(DOCUMENT EXTRACT)

@Gale: Thanks. Yeah, they are fatties. I've been feeding them a little more and a little fattier diet because I want to try some runs with them in the next few months.
@Pro: Sorry. I didn't notice your thread before, but now I have. They are not inexpensive fish. I mean, sure, they are pretty cheap to buy, but the upkeep is a killer. I'm lucky to have a large volume of water to back these guys up. When I was training them, they were in about 125 gals. of water and really could've used a water change every single day for the first couple of months.

(End DOCUMENT EXTRACT)
(DATASET ENTRIES)

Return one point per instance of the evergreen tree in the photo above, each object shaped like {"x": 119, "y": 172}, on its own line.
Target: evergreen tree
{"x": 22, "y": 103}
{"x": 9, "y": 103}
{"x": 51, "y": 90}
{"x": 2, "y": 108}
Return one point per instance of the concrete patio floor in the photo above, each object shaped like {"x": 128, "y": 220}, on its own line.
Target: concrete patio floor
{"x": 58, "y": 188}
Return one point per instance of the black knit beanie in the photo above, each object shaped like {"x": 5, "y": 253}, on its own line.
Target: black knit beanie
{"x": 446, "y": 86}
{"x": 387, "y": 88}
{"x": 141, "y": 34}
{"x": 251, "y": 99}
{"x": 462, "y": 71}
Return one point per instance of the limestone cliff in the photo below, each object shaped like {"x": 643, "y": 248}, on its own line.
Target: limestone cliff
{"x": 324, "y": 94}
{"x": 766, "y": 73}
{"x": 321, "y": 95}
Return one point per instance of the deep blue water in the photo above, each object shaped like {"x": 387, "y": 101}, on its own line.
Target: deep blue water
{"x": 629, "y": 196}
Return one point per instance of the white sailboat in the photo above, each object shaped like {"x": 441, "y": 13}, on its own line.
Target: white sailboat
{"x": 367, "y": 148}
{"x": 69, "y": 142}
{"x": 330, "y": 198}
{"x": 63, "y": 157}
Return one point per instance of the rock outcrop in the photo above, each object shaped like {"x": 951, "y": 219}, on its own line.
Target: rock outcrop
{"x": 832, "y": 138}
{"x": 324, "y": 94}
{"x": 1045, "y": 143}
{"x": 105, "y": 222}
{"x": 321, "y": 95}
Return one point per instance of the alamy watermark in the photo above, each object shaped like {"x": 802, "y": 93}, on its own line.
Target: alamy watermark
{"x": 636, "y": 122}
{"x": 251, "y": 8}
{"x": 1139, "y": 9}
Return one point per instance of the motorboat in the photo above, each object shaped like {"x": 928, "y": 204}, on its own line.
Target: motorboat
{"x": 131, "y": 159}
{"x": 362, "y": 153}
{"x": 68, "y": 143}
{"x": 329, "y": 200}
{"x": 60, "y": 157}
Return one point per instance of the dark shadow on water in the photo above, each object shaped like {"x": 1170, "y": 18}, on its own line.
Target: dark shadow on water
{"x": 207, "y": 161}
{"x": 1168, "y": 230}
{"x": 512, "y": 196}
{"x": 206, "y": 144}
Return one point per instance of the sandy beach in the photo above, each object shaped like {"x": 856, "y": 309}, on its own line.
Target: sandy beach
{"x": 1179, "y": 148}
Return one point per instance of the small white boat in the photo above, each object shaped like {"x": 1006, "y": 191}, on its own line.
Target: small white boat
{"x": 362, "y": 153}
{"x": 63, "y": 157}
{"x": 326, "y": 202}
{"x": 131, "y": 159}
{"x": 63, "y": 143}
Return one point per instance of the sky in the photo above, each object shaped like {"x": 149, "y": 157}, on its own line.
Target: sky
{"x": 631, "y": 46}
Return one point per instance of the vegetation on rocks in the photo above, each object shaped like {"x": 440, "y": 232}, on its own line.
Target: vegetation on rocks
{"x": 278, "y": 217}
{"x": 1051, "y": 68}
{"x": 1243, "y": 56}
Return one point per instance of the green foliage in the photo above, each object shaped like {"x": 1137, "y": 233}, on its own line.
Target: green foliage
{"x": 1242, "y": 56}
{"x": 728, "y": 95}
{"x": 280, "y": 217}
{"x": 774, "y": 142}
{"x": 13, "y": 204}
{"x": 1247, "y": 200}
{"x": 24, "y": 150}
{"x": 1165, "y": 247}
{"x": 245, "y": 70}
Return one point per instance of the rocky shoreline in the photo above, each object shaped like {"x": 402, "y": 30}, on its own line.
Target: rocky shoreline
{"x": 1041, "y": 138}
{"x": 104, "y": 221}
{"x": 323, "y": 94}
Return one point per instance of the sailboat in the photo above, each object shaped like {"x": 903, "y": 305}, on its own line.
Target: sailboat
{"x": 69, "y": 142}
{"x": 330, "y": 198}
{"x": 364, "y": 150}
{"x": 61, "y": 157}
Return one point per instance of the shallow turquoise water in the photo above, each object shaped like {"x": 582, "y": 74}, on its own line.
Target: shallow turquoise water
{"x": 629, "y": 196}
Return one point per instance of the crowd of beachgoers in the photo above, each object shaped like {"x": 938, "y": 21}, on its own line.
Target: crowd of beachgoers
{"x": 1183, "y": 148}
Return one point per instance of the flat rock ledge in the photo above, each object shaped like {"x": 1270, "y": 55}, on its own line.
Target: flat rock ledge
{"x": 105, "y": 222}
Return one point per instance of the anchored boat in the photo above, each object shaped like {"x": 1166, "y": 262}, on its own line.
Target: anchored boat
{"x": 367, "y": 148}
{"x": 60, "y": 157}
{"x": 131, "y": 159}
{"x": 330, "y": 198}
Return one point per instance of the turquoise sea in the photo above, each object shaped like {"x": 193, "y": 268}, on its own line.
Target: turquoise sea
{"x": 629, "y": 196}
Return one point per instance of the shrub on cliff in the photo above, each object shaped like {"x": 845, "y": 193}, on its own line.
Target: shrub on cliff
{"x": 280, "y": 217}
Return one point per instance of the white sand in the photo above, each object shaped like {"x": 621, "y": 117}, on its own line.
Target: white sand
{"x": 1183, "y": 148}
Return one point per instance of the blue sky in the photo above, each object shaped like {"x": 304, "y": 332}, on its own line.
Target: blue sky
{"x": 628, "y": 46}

(End DATASET ENTRIES)

▶ _YOUR ASSIGNMENT_: In the forum excerpt about the fish, roughly how many gallons of water were the fish kept in during their training?

▶ _RESULT FOR THIS EXERCISE_: About 125 gallons.